* [Exercise brief]:
Reproduce each of the following entries character for character, leaving nothing out.

* [Extracted data entries]:

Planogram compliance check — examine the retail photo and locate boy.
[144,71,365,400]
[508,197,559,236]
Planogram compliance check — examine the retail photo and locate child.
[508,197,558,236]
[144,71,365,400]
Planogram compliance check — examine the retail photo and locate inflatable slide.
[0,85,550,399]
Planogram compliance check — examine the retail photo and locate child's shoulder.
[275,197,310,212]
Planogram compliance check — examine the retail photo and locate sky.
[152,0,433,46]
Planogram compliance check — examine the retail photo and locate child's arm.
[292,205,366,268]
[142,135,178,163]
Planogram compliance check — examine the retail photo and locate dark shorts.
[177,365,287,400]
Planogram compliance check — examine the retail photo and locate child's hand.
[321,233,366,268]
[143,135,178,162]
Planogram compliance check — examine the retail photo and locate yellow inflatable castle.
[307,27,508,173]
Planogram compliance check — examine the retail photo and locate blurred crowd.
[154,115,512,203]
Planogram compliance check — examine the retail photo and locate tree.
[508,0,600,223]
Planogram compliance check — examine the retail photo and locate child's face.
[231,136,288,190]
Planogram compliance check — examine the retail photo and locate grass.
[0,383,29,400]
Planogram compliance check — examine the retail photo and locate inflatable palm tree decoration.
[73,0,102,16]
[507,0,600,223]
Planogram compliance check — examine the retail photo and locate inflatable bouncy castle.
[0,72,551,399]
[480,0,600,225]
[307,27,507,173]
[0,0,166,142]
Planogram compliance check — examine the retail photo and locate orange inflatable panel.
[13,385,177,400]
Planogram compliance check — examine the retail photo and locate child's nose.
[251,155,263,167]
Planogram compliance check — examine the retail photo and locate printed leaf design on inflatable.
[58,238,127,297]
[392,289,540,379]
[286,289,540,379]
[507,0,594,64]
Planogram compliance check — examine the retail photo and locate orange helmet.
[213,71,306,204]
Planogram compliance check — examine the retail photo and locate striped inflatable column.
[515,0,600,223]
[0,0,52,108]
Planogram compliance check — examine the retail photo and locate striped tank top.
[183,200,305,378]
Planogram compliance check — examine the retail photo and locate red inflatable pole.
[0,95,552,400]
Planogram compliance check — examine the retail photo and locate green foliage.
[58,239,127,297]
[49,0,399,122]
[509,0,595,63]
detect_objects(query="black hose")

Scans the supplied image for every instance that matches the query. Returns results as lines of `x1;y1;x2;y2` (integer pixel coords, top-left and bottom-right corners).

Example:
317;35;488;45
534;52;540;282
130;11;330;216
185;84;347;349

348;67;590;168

* [Reply]:
Planogram compliance check — examine the retail photo and locate boy.
[144,71,365,400]
[508,197,559,236]
Planogram compliance check — examine the retail photo and locate child.
[508,197,558,236]
[144,71,365,400]
Planogram compliance check — examine the retail photo and locate inflatable slide.
[0,85,550,399]
Planogram compliance check — examine the retail photo and locate child's shoulder.
[275,197,310,212]
Planogram compliance check — examine the retail photo and locate sky.
[152,0,433,46]
Planogram compliance check — examine the retail photo and locate child's arm.
[292,205,366,268]
[142,135,178,163]
Planogram compliance check — examine the retail photo and locate dark shorts.
[177,365,287,400]
Planogram compliance check — examine the retail photo and locate child's hand.
[321,233,366,268]
[143,135,178,162]
Planogram compliance check — examine the retail photo and locate yellow inflatable castle.
[307,27,508,173]
Planogram compliance check — examine the retail photo and locate blurred crowd.
[154,115,512,203]
Planogram compliance check — examine the retail photo and locate tree.
[508,0,600,223]
Planogram compliance check — examine the retail photo and locate child's face.
[231,136,288,190]
Planogram compliance check — examine the retail photo and locate grass.
[0,383,29,400]
Planogram compliance check — examine the retail photo and locate inflatable palm tree decoration.
[73,0,102,16]
[507,0,600,223]
Planogram compliance check — examine the retail photo and locate inflatable bouncy castle.
[0,72,551,399]
[480,0,600,225]
[307,27,507,173]
[0,0,166,142]
Planogram compliance check — examine the retail photo and locate orange inflatable panel.
[13,385,177,400]
Planogram compliance check — examine the retail photo and locate child's nose.
[251,155,263,167]
Planogram compliance check — examine the retail photo and locate printed leaf design on inflatable.
[58,238,127,297]
[392,289,540,379]
[286,289,540,379]
[507,0,594,64]
Planogram compliance check — examine the retail photo and locate orange helmet.
[213,71,306,204]
Planogram compliance check — examine the retail photo and locate striped inflatable column.
[515,0,600,223]
[0,0,52,108]
Planogram compliance check — examine the retail photo and locate striped tank top.
[183,200,305,378]
Planogram compliance check — examine the retail photo and locate red inflatable pole.
[0,95,552,400]
Planogram compliance check — examine the retail photo and locate green foliage.
[58,239,127,297]
[49,0,399,122]
[509,0,595,63]
detect_objects(query="black hose")

Scans the supplied image for every instance that matches the query. Returns results as lines of `x1;y1;x2;y2` (integer pixel coords, top-left and bottom-right corners).

Example:
317;35;488;45
534;52;540;282
130;11;330;216
185;84;347;349

348;67;590;168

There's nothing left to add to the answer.